──────── Dataset records

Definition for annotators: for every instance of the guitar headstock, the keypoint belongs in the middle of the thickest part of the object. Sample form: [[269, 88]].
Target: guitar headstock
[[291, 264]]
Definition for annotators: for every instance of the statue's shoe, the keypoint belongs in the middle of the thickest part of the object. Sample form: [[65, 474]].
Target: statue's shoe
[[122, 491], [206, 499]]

────────────────
──────── Dataset records

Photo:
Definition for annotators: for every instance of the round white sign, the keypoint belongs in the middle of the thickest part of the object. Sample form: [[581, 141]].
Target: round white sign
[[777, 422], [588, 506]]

────────────────

Task to complete – Reproduce the rows above verbatim, starting with the line that contains "Definition for annotators: for every instance of the guitar" and ending with the line that contains "[[291, 264]]", including both of those lines.

Exercise solution –
Definition for annotators: for every instance of the guitar headstock, the keypoint belongs in the middle of the thickest part of the object. Sample form: [[269, 88]].
Target: guitar headstock
[[291, 264]]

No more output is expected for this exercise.